* _EXERCISE_: Set the whole listing down again without deviation.

== INFORMATION SHOWN ==

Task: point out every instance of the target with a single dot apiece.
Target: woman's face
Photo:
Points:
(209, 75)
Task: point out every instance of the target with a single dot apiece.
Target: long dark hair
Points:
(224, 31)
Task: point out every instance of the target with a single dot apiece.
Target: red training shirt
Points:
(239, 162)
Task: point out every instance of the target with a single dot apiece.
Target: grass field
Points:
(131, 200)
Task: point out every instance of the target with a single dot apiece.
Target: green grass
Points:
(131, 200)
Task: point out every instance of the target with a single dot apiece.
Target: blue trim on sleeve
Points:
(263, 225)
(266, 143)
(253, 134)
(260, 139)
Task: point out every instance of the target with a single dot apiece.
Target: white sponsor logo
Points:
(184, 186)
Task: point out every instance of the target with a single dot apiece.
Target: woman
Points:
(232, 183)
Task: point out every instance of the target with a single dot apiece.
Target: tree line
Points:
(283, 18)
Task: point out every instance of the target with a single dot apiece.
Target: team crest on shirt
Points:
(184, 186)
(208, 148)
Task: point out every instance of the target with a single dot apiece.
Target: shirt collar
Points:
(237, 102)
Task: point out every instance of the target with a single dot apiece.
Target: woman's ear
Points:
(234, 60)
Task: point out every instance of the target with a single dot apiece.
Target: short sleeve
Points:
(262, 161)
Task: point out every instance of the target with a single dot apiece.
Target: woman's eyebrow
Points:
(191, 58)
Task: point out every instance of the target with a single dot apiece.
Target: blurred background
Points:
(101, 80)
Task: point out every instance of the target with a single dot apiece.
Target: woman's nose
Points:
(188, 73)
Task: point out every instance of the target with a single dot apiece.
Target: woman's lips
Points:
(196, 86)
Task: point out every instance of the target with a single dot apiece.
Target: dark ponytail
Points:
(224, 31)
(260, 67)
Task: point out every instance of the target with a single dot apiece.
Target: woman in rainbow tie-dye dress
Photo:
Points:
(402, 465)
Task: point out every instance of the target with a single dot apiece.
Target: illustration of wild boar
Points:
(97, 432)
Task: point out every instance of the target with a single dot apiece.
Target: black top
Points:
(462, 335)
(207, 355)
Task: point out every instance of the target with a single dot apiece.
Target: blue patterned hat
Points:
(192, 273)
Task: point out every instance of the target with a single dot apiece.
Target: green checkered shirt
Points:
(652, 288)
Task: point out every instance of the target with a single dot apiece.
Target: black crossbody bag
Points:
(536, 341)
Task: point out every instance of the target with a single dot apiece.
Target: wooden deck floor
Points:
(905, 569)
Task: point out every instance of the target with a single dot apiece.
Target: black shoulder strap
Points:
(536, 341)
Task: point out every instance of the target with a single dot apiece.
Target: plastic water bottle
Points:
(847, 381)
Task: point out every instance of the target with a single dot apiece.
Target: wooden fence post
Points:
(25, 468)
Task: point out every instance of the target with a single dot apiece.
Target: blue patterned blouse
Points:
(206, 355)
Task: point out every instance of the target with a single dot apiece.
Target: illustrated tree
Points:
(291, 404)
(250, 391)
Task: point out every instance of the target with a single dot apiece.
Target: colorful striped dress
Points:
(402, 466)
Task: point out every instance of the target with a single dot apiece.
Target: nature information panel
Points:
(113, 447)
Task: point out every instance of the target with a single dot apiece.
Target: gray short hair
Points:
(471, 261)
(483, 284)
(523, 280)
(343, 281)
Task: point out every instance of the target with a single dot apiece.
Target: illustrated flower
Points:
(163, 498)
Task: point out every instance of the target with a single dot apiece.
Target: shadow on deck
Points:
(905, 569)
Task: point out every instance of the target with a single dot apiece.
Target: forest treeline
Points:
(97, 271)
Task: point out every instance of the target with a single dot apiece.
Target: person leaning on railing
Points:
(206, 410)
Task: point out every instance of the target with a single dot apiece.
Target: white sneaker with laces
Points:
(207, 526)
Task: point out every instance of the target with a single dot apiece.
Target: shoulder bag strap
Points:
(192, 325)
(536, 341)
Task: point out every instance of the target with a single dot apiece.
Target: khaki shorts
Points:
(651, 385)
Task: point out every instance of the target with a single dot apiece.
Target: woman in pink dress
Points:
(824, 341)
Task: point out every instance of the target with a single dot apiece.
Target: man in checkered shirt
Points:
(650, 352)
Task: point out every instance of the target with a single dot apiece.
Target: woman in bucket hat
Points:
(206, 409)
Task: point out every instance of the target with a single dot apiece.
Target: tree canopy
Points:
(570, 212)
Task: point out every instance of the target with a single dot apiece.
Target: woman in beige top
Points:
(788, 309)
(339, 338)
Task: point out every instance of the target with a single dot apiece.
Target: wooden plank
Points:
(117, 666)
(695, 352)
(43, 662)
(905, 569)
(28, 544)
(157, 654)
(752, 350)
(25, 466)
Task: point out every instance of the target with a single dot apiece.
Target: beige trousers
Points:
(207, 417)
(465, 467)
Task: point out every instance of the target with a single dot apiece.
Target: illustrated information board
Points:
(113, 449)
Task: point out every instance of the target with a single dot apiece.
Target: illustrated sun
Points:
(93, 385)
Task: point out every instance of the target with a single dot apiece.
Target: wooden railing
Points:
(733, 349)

===

* _EXERCISE ANSWER_:
Task: point out every instance of the target with a single dot apiece.
Target: woman's face
Photo:
Points:
(209, 75)
Task: point out every instance of the target with a single dot apiece.
Target: long dark hair
Points:
(224, 31)
Task: point out every instance of the target with a single dot apiece.
Target: red training shirt
Points:
(239, 162)
Task: point out every instance of the target with a single dot apiece.
Target: grass field
Points:
(131, 200)
Task: point out every instance of the target with a single dot apiece.
Target: green grass
Points:
(131, 200)
Task: point out every instance of the target with a single dot apiece.
Target: blue trim on sleeve
Points:
(263, 225)
(266, 143)
(253, 134)
(260, 139)
Task: point out every instance of the target with a single dot apiece.
Target: white sponsor logo
Points:
(184, 186)
Task: point out every instance of the target with a single dot apiece.
Target: woman
Points:
(232, 183)
Task: point out every instance of the target with a single dot apiece.
Target: tree line
Points:
(283, 18)
Task: point out every instance of the target with a single dot apiece.
Target: team crest on shirt
Points:
(184, 186)
(208, 148)
Task: point out every instance of the target with a single dot apiece.
Target: shirt collar
Points:
(237, 102)
Task: point out every instance of the target with a single dot apiece.
Target: woman's ear
Points:
(234, 60)
Task: point out every instance of the target with a single dot apiece.
Target: short sleeve
Points:
(262, 161)
Task: point out every instance of the target with a single dot apiece.
Target: woman's eyebrow
Points:
(191, 58)
Task: point out every instance of the target with a single dot apiece.
Target: blurred background
Points:
(101, 80)
Task: point out every instance of the target with a single dot apiece.
Target: woman's nose
Points:
(188, 73)
Task: point out every instance of the target with a single dot apiece.
Target: woman's lips
Points:
(196, 86)
Task: point out every instance of the target with a single dot apiece.
Target: dark ponytail
Points:
(224, 31)
(260, 67)
Task: point out every instance of the target with a single dot apiece.
Target: woman in rainbow tie-dye dress
Photo:
Points:
(402, 465)
Task: point out every instance of the target with a single dot apiece.
Target: illustration of wild boar
Points:
(97, 432)
Task: point out every instance of the target with a single dot apiece.
Target: black top
Points:
(462, 335)
(207, 355)
Task: point out every instance of the target with a single dot apiece.
Target: blue patterned hat
Points:
(192, 273)
Task: point out every instance of the target with a single dot apiece.
Target: green checkered shirt
Points:
(652, 288)
Task: point out every instance of the target with a single dot apiece.
Target: black crossbody bag
Points:
(536, 341)
Task: point out every instance of the target with a single dot apiece.
Target: wooden deck floor
Points:
(905, 569)
Task: point out every instance of the target with a single dot apiece.
Target: black shoulder strap
Points:
(536, 341)
Task: point out every instance of the target with a single dot apiece.
Target: plastic water bottle
Points:
(847, 381)
Task: point out every instance of the target with a single dot apiece.
Target: wooden fence post
Points:
(25, 468)
Task: point out every instance of the target with a single dot apiece.
Target: blue patterned blouse
Points:
(206, 355)
Task: point out every instance of the target with a single dot apiece.
Target: illustrated tree
Points:
(291, 404)
(250, 391)
Task: point out every instance of the target with a single dot apiece.
Target: colorful striped dress
Points:
(402, 466)
Task: point out every instance of the target with a single dot apiece.
Target: nature information panel
Points:
(113, 447)
Task: point out every instance of the target with a single dot apiece.
Target: gray short hair
Points:
(471, 261)
(483, 284)
(523, 280)
(343, 281)
Task: point out every instance of the target with a single dot apiece.
Target: illustrated flower
Points:
(163, 498)
Task: point out every instance of the target with a single dot apiece.
Target: shadow on deck
Points:
(905, 569)
Task: point out every instance of the target with a single dot apiece.
Target: forest treeline
Points:
(97, 271)
Task: point out every instance of the target with a single dot apiece.
Target: person leaning on railing
Points:
(206, 410)
Task: point out every instance of the target with a single dot apiece.
Target: white sneaker with laces
Points:
(207, 526)
Task: point out every instance of the target with a single dot apiece.
Target: shoulder bag strap
Points:
(192, 325)
(536, 341)
Task: point out every instance of the target with a single dot apiece.
Target: khaki shorts
Points:
(651, 385)
Task: point out every instance of the target with a single dot apiece.
Target: woman in pink dress
Points:
(824, 341)
Task: point out every instance of the target with a single dot apiece.
Target: man in checkered shirt
Points:
(650, 352)
Task: point out every instance of the target with a single dot apiece.
Target: woman in bucket hat
Points:
(206, 409)
Task: point out every instance of the target with a single dot apiece.
Target: tree canopy
Points:
(570, 212)
Task: point out every instance of the target with a single dot apiece.
Target: woman in beige top
Points:
(788, 309)
(339, 338)
Task: point out every instance of the target with a single dot apiece.
Target: wooden plank
Points:
(117, 666)
(695, 352)
(43, 662)
(905, 569)
(28, 544)
(157, 654)
(752, 350)
(25, 466)
Task: point out every instance of the target with a single dot apiece.
Target: beige trousers
Points:
(207, 417)
(465, 467)
Task: point out every instance of the target with a single dot apiece.
Target: illustrated information board
Points:
(113, 449)
Task: point out every instance of the target with a single dot apiece.
Target: illustrated sun
Points:
(93, 385)
Task: point out every instance of the target with a single dot apiece.
Target: wooden railing
Points:
(733, 349)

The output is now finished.